Substitute "western hat" for each occurrence of "cowboy hat" in the lines below. Output every line again with nothing else altered.

Dataset rows
******

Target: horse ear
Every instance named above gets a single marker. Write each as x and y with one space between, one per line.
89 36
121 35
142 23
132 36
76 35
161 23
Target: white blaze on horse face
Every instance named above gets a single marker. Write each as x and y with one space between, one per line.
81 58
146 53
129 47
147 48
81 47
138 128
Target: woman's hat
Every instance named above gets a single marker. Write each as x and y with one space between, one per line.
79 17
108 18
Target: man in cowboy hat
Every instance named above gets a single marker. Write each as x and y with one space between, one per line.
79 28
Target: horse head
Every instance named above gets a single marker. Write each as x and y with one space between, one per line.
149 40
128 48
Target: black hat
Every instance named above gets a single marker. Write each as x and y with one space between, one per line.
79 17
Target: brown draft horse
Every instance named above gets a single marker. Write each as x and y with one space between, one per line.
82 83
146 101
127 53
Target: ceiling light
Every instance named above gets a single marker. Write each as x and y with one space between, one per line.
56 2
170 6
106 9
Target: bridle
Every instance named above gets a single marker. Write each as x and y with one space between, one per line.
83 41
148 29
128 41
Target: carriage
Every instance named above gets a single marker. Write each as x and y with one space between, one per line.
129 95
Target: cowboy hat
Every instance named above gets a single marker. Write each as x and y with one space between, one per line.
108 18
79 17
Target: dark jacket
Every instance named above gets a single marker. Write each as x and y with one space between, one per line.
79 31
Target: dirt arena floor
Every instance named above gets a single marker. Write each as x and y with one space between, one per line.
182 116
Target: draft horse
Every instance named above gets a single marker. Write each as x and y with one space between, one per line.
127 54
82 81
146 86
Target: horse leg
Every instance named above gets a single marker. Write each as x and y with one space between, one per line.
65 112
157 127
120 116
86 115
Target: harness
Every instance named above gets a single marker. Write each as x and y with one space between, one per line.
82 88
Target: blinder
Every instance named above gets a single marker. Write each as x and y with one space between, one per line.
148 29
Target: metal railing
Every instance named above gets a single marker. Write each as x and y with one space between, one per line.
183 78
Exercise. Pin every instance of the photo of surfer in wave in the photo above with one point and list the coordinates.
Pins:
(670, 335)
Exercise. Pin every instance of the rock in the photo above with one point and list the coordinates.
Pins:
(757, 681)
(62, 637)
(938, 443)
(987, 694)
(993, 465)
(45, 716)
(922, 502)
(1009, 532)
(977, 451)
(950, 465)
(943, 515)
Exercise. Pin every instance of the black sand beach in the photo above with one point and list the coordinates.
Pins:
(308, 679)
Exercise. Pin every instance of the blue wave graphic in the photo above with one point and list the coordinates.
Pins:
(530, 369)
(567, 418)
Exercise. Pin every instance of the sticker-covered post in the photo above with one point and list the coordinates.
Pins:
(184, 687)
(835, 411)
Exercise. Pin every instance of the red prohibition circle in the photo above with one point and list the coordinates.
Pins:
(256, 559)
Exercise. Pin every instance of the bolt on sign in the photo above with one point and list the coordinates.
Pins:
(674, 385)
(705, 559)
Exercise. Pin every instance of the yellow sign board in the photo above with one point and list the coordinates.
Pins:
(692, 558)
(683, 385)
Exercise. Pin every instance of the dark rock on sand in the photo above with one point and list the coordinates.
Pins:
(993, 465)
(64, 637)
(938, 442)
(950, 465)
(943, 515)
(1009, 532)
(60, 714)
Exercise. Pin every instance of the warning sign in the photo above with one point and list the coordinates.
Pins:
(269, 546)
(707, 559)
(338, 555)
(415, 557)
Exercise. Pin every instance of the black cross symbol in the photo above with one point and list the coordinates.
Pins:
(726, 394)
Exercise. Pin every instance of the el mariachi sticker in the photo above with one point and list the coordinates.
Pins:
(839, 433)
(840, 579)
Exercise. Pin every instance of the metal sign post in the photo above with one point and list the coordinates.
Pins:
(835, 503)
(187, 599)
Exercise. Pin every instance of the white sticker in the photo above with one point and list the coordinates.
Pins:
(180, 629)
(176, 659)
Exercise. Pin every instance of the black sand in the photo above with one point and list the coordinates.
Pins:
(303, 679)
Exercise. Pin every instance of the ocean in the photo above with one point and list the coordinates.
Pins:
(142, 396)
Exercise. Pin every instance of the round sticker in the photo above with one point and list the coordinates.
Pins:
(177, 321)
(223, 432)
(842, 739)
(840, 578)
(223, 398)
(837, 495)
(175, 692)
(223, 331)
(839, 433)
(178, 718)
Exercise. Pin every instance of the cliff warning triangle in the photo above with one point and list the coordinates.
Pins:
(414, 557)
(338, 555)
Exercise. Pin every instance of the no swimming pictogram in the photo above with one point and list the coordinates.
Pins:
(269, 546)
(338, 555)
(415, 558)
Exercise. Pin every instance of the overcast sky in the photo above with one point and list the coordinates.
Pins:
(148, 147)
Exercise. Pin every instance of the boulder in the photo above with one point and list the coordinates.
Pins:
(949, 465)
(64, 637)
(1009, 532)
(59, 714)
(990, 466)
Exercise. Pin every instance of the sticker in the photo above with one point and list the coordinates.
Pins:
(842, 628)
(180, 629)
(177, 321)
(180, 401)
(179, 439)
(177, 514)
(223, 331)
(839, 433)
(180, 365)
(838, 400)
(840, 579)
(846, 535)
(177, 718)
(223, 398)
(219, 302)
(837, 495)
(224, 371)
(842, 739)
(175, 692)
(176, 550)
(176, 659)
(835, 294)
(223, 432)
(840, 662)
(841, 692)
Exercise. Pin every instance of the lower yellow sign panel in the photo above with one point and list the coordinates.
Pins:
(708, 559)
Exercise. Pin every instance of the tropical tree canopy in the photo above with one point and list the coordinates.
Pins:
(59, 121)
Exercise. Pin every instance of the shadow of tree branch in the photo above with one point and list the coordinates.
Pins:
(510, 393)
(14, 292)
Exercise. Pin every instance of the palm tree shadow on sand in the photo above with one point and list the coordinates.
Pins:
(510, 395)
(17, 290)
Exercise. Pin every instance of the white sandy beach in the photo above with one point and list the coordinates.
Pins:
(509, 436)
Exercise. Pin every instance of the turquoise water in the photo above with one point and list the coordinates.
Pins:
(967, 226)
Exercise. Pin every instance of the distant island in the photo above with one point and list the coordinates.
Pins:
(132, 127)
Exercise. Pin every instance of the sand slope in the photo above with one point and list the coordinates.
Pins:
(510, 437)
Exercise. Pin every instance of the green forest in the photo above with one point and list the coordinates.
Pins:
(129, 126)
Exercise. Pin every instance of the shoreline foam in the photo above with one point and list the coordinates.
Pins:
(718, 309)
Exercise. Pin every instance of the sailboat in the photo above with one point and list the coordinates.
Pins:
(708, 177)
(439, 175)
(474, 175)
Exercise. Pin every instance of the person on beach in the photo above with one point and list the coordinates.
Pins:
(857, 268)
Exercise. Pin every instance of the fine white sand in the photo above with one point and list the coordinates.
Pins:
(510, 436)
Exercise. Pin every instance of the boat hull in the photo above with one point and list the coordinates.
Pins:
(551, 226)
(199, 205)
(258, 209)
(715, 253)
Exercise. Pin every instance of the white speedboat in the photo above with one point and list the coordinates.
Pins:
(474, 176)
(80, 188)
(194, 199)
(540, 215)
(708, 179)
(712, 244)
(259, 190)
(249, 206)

******

* [Answer for this exercise]:
Target: horse ear
Every instance named above gets a single marker. Write each as x and y with one space between, one per line.
89 36
121 35
142 23
132 36
76 35
161 23
Target: white blaze on horse face
Every instance named above gets a single marker. Write each as x and y with one space between, one per line.
81 58
146 53
129 47
147 48
81 47
138 128
Target: woman's hat
Every instance named above gets a single marker. Write each as x and y with one space between, one per line.
79 17
108 18
Target: man in western hat
Every instance named above gets a single marker. Write each as x and y with one space between, one per line.
79 28
Target: horse head
Every instance named above gets a single marker. Write each as x and y with one space between, one per line.
149 40
128 48
Target: black hat
Every instance named above gets a single marker. Write each as x and y with one space between, one per line.
79 17
Target: brown draft horse
Every instance named above gets a single marker. Write each as x and y with one space between, one per line.
82 83
146 101
127 53
Target: ceiling light
Every instance named above gets a single marker. Write each as x and y with one space between, one per line.
56 2
170 6
106 9
Target: bridle
Every instance named above gets a single marker. Write each as x and y with one space between, one per line.
83 41
148 29
128 41
Target: carriage
Every instance named above gets a single marker. Write each as x and y with one space between, one per line.
129 95
Target: western hat
Every instance named above gets a single marker. Write each as x and y with one space between, one per line.
108 18
79 17
Target: dark jacket
Every instance named above gets a single marker. Write each as x and y with one space between, one per line.
79 31
Target: dirt arena floor
Every instance named above gets a single marker. Write each as x and y with one space between, one per line.
182 116
Target: draft horse
Every instance named above gets a single marker. Write each as x and y with one space between, one per line.
127 54
82 81
146 86
Target: horse leg
Every instance named above gets a single marker. Write each as x and y with one space between, one per line.
65 112
157 127
120 116
86 115
Target: harness
Every instance named above gets a single marker. Write each as x and y with one space between, one per line.
82 88
Target: blinder
Every instance named above gets a single marker. Write each as x and y with one space between, one per line.
148 29
Target: metal railing
Every instance named above gets a single marker. Write each as x and y with one space between, one per line.
183 78
Exercise. Pin every instance of the photo of surfer in wave in the photo above with one point and list the coordinates.
Pins:
(670, 335)
Exercise. Pin every instance of the rock in the photo above with one point and list the coordinates.
Pins:
(757, 681)
(62, 637)
(938, 443)
(987, 694)
(993, 465)
(45, 716)
(922, 502)
(1009, 532)
(977, 451)
(950, 465)
(943, 515)
Exercise. Pin every instance of the black sand beach in the photo above with one point and list the coordinates.
Pins:
(308, 679)
Exercise. Pin every instance of the blue wave graphic in the photo above with one point and list the coordinates.
Pins:
(530, 369)
(567, 418)
Exercise. Pin every instance of the sticker-covered post in the photo above with one point and list the coordinates.
Pins:
(184, 687)
(835, 411)
Exercise. Pin every instance of the red prohibition circle in the photo above with one point and list the coordinates.
Pins:
(256, 559)
Exercise. Pin every instance of the bolt on sign in the photo above with one point and list the coordinates.
Pins:
(674, 385)
(705, 559)
Exercise. Pin every instance of the yellow sign board in the photo above with one point and list the coordinates.
Pins:
(692, 558)
(683, 385)
Exercise. Pin every instance of the dark rock on sand in the photo above with one point and list the coordinates.
Pins:
(993, 465)
(64, 637)
(938, 442)
(950, 465)
(943, 515)
(1009, 532)
(60, 714)
Exercise. Pin every instance of the warning sign in the photo above with one point and list the coordinates.
Pins:
(269, 546)
(707, 559)
(338, 555)
(415, 557)
Exercise. Pin every instance of the black cross symbol in the photo above with one point and list the coordinates.
Pins:
(726, 394)
Exercise. Pin every instance of the el mariachi sticker in the photo above with one point and list the coordinates.
Pins:
(839, 433)
(840, 579)
Exercise. Pin every instance of the metal sign post in the photo above with one point and list the coordinates.
Pins:
(835, 503)
(187, 599)
Exercise. Pin every instance of the white sticker in the photo above with one point and list the coordinates.
Pins:
(180, 629)
(176, 659)
Exercise. Pin every instance of the black sand in the photo above with one point and list the coordinates.
Pins:
(303, 679)
Exercise. Pin every instance of the ocean in the photo above with one point and list the coordinates.
Pins:
(142, 396)
Exercise. Pin every instance of the round sticker in the photo above with one point and list the coordinates.
Pins:
(177, 321)
(223, 432)
(842, 739)
(840, 578)
(223, 398)
(837, 495)
(175, 692)
(223, 331)
(839, 433)
(178, 718)
Exercise. Pin every instance of the cliff warning triangle in the photo above with one point and list the coordinates.
Pins:
(414, 557)
(338, 555)
Exercise. Pin every instance of the no swimming pictogram in the photo above with one point and list the coordinates.
Pins:
(269, 546)
(338, 555)
(415, 558)
Exercise. Pin every instance of the overcast sky in the photo above with one point and list the coordinates.
Pins:
(148, 147)
Exercise. Pin every instance of the boulder in the photo above with one point and list the coordinates.
Pins:
(949, 465)
(64, 637)
(1009, 532)
(59, 714)
(990, 466)
Exercise. Pin every instance of the sticker in the photo above with one point and list the coordinates.
Pins:
(842, 628)
(180, 629)
(177, 321)
(180, 401)
(179, 439)
(177, 514)
(223, 331)
(839, 433)
(180, 365)
(838, 400)
(840, 579)
(846, 535)
(177, 718)
(223, 398)
(219, 302)
(837, 495)
(224, 371)
(842, 739)
(175, 692)
(176, 550)
(176, 659)
(835, 294)
(223, 432)
(840, 662)
(841, 692)
Exercise. Pin every instance of the lower yellow sign panel in the photo above with one point and list the coordinates.
Pins:
(708, 559)
Exercise. Pin every instance of the tropical tree canopy in the photo above with one point and list the coordinates.
Pins:
(59, 121)
Exercise. Pin every instance of the shadow of tree branch in the photo above with one point and list the coordinates.
Pins:
(510, 393)
(14, 292)
Exercise. Pin every instance of the palm tree shadow on sand in the photo above with one point and list the coordinates.
Pins:
(510, 395)
(17, 290)
Exercise. Pin every instance of the white sandy beach in the photo above with one point and list the coordinates.
Pins:
(509, 436)
Exercise. Pin every instance of the turquoise water in the photo above with one point and list the coordinates.
Pins:
(967, 226)
Exercise. Pin every instance of the distant island in the photo above with one point and list the coordinates.
Pins:
(132, 127)
Exercise. Pin every instance of the sand slope in the photo above with one point and list the coordinates.
Pins:
(510, 437)
Exercise. Pin every instance of the green forest in the photo above with one point and list the coordinates.
Pins:
(129, 126)
Exercise. Pin every instance of the shoreline foam in the photo above with one point and list the coordinates.
Pins:
(718, 309)
Exercise. Pin every instance of the sailboat in the photo above with one point and list the coordinates.
Pins:
(708, 177)
(439, 175)
(474, 175)
Exercise. Pin every instance of the person on beach in the photo above with one point and list the coordinates.
Pins:
(857, 268)
Exercise. Pin every instance of the fine white sand in the photo above with one point and list the coordinates.
Pins:
(510, 436)
Exercise. Pin every instance of the boat hull in the photo above with one point and list the coordinates.
Pins:
(551, 226)
(199, 205)
(258, 209)
(715, 253)
Exercise. Pin every instance of the white speedboat in the photo above with one point and list the coordinates.
Pins:
(474, 176)
(80, 188)
(194, 199)
(540, 215)
(708, 179)
(712, 244)
(259, 190)
(249, 206)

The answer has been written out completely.